Start to finish, repeat the records exactly.

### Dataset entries
_____
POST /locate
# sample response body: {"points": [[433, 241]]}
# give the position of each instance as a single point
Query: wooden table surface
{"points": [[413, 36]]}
_____
### FINISHED TASK
POST /locate
# sample response body: {"points": [[433, 241]]}
# give the position of each instance as a single point
Query: wooden table surface
{"points": [[413, 36]]}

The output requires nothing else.